Heat release rate of each reaction

[Inna G]

Hi guys,

I am new to Cantera and I am using Python environment to predict ignition delay times and excitation times. I am currently trying to determine which reactions have the maximum contribution to total heat release for 0-D Ideal Gas Reactor at the time of maximum heat release. I calculated the maximum heat release using following formula heat_release_rate2[i]=(np.dot(gas.net_rates_of_progress, gas.delta_enthalpy) ) which gave me 3.114e+14 for the total volumetric heat release. However, when I am trying to calculate the heat release of each reaction it is giving a total volumetric heat release of 3.22. I am not sure where I am going wrong.. This is part of my code for calculating it:

q=np.zeros((710))

z=np.zeros((710))

w=np.zeros((710))

outfile = open('reaction.csv', 'wb')

csvfile = csv.writer( outfile )

csvfile.writerow(['Reaction', ' delta enthalpy [J/kmol]', 'net rates of progress [kmol/m^3/s]'])

for i in xrange(int(x1)):

        if heat_release_rate2[i]==h_max2:

                t_x=times2[i]

                II = [k for k, r2 in enumerate(gas.reactions())]

                for k in II:

                        q=gas.reaction(k).equation     

                        z=gas.delta_enthalpy[k]

                        w=gas.net_rates_of_progress[k]

                        csvfile.writerow([q, z, w])

                print (np.dot(gas.net_rates_of_progress[II], gas.delta_enthalpy[II]))       

                print (heat_release_rate2[i])

                print (t_x)

                print (h_max2)               

     

outfile.close()

Thanks,

Inna

[Ray Speth]

Inna,

You showed one method of calculating the heat release rate:

    np.dot(gas.net_rates_of_progress, gas.delta_enthalpy)

which is correct, but you did not explain the other method you are using. The only other straightforward method would be to sum over the species instead, by calculating:

    np.dot(gas.net_production_rates, gas.partial_molar_enthalpies)

▶ _Brief A_:
Explain in one to three sentences why the poster in the heat release thread is asking for help.
▶ _Brief B_:
List every value that the code in the heat release thread prints inside its loop.
▶ _Brief C_:
Answer these questions about the heat release thread:
(i) What two things does Inna say she uses Cantera in Python to predict?
(ii) What file name does her code open for output?
(iii) According to Ray Speth, what would the only other straightforward method sum over?
The lines after this point come from another source.

▶ _Data supplied_:
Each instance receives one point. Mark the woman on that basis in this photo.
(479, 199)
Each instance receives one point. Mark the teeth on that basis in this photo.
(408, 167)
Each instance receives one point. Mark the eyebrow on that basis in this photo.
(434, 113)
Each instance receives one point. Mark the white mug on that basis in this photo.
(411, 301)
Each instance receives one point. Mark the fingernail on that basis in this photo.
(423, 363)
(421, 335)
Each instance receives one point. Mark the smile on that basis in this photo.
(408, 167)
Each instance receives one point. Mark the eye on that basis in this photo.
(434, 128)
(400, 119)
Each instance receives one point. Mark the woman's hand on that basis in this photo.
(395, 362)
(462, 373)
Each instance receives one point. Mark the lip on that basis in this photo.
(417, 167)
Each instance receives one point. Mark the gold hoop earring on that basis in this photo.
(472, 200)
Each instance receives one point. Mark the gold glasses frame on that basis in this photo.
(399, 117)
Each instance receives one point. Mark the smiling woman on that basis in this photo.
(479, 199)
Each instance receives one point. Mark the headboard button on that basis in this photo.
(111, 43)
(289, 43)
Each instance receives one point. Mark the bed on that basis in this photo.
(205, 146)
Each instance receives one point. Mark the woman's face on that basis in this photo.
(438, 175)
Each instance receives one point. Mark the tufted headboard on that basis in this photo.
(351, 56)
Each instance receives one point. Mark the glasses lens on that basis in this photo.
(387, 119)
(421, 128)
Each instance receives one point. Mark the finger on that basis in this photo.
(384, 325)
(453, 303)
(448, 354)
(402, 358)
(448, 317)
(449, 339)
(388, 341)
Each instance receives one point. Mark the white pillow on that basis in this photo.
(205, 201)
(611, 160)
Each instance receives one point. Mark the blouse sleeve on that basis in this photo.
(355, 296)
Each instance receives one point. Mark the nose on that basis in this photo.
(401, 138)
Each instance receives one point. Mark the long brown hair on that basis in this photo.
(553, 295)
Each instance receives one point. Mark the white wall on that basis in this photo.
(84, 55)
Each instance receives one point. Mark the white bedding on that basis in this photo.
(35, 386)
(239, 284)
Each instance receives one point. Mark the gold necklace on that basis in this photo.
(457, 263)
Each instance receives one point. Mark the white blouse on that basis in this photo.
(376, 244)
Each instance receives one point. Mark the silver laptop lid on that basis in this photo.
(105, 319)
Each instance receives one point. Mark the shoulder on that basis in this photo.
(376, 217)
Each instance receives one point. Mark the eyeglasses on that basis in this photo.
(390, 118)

▶ _Correct output A_:
She computed the total volumetric heat release with np.dot(gas.net_rates_of_progress, gas.delta_enthalpy) and got 3.114e+14. When she calculated the heat release of each reaction, the total came to 3.22, and she is not sure where she is going wrong.

▶ _Correct output B_:
- np.dot(gas.net_rates_of_progress[II], gas.delta_enthalpy[II])
- heat_release_rate2[i]
- t_x
- h_max2

▶ _Correct output C_:
(i) Ignition delay times and excitation times.
(ii) reaction.csv
(iii) The species.